## Your task
Gather every line in the listing below that contains the word "jacket", and copy each of those lines in full.

## Data
◇ ◇ ◇ ◇

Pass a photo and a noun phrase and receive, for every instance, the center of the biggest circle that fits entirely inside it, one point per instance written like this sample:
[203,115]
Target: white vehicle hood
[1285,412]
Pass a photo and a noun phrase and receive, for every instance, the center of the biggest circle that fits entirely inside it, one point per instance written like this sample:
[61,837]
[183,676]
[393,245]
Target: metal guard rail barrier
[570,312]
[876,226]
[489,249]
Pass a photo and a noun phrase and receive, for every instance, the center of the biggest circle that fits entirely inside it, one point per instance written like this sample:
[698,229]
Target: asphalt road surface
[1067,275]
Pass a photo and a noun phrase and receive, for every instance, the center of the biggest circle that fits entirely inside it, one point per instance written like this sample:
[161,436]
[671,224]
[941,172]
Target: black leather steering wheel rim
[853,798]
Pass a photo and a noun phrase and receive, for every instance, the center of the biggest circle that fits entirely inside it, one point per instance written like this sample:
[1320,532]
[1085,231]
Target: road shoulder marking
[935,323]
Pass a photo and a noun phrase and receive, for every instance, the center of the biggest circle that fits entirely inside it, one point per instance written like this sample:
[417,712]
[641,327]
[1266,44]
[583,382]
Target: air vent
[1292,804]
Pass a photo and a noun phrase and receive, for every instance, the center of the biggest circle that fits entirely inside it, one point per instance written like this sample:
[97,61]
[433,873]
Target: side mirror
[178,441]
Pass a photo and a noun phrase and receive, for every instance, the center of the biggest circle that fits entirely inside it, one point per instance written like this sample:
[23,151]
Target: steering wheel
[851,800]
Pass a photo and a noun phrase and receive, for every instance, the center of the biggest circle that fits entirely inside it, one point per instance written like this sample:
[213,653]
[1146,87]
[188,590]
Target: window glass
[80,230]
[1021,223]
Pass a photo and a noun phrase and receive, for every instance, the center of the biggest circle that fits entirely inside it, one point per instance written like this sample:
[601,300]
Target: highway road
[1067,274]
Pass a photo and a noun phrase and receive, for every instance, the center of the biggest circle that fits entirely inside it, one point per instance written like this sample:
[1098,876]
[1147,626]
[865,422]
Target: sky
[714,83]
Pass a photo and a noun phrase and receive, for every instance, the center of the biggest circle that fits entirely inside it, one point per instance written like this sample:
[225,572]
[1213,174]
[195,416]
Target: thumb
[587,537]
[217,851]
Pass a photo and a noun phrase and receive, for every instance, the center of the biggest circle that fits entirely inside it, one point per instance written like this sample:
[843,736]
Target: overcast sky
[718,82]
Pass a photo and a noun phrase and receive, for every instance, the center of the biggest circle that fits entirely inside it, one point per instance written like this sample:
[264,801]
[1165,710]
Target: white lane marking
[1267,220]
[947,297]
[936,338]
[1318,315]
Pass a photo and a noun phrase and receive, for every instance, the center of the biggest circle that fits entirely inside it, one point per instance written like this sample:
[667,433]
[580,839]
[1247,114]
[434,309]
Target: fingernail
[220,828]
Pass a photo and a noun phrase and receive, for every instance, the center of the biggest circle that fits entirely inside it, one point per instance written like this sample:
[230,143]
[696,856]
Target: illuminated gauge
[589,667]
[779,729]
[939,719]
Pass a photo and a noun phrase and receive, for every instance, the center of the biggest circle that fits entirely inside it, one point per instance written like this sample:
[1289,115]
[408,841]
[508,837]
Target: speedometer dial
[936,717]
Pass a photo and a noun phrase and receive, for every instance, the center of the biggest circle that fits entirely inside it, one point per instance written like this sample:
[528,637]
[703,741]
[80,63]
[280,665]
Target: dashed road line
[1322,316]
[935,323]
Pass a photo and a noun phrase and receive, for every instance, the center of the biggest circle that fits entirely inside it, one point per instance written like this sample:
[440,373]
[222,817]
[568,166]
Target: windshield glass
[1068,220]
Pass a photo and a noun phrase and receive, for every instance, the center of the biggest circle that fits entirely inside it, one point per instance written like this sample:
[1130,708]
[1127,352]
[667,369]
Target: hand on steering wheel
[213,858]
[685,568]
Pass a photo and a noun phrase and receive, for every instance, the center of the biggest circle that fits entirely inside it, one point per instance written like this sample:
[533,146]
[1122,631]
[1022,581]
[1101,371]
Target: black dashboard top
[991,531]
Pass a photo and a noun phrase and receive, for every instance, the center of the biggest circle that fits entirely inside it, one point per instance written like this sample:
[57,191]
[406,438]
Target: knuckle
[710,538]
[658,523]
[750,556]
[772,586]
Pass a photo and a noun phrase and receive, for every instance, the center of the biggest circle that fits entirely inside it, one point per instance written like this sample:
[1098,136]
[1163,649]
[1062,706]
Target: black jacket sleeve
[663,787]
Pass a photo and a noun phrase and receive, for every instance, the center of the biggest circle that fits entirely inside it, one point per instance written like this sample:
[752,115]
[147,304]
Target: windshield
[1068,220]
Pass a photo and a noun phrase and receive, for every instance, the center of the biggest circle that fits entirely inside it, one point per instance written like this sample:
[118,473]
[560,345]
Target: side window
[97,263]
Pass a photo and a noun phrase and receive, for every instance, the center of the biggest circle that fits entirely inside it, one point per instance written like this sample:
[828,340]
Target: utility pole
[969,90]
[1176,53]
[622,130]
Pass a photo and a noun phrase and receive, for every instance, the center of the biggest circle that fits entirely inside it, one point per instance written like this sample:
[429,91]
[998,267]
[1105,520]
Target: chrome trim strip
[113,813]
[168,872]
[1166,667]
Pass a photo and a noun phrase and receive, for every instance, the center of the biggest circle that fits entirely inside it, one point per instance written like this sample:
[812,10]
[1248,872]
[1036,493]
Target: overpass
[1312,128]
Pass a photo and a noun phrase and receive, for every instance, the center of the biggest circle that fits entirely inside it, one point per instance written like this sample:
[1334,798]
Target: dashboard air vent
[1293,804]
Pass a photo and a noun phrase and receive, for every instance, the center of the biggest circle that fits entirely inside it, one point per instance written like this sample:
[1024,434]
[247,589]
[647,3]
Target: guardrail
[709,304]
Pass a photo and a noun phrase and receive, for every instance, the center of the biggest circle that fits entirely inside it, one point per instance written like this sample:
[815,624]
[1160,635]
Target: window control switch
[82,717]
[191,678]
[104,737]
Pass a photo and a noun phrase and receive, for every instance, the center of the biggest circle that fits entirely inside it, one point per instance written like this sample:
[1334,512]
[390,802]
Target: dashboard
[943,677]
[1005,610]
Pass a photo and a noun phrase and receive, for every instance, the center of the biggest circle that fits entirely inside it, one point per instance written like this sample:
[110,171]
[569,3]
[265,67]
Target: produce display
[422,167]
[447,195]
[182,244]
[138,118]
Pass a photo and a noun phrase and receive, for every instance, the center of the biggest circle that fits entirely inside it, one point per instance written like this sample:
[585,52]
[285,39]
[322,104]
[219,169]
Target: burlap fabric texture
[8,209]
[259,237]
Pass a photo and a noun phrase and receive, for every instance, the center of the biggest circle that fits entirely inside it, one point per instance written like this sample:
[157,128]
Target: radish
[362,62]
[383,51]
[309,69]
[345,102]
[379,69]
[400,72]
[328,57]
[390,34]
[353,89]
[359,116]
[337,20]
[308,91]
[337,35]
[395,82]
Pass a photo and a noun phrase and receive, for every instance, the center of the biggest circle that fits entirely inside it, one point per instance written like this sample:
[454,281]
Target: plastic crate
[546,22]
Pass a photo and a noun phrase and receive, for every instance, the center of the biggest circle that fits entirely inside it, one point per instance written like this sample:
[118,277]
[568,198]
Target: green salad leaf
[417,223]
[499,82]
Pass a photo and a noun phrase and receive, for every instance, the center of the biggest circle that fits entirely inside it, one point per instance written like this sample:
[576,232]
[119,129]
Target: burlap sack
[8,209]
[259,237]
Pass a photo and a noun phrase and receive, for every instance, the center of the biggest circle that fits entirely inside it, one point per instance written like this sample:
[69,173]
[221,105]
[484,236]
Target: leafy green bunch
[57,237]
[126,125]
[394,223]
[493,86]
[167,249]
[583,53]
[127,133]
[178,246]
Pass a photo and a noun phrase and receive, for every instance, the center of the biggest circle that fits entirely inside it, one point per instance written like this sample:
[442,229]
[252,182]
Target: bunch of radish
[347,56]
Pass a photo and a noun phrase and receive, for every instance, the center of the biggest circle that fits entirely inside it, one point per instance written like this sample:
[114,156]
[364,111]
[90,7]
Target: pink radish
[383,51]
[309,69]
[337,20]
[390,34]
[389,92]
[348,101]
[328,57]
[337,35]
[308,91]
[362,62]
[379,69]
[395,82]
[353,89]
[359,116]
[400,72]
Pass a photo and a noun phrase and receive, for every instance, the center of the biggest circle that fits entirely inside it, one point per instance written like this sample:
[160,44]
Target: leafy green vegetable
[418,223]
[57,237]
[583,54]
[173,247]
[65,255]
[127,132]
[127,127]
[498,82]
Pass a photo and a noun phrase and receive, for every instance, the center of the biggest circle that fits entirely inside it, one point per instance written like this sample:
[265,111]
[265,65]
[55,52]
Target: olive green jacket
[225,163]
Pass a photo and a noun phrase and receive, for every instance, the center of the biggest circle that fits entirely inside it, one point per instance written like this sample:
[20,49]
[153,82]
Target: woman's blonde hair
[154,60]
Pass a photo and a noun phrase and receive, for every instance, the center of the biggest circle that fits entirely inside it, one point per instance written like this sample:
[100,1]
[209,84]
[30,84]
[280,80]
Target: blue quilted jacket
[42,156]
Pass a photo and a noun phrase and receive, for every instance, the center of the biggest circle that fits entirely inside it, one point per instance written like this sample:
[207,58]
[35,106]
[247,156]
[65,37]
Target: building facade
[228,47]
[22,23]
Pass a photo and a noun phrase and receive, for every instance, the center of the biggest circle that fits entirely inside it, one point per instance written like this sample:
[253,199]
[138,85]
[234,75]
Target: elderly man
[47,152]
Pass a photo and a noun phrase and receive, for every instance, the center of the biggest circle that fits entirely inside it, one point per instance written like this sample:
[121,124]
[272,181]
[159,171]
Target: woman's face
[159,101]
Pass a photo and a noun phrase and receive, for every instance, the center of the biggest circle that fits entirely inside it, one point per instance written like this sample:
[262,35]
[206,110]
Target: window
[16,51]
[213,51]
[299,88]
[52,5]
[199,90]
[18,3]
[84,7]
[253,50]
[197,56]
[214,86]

◇ ◇ ◇ ◇

## Result
Target: black jacket sleeve
Target: olive green jacket
Target: blue quilted jacket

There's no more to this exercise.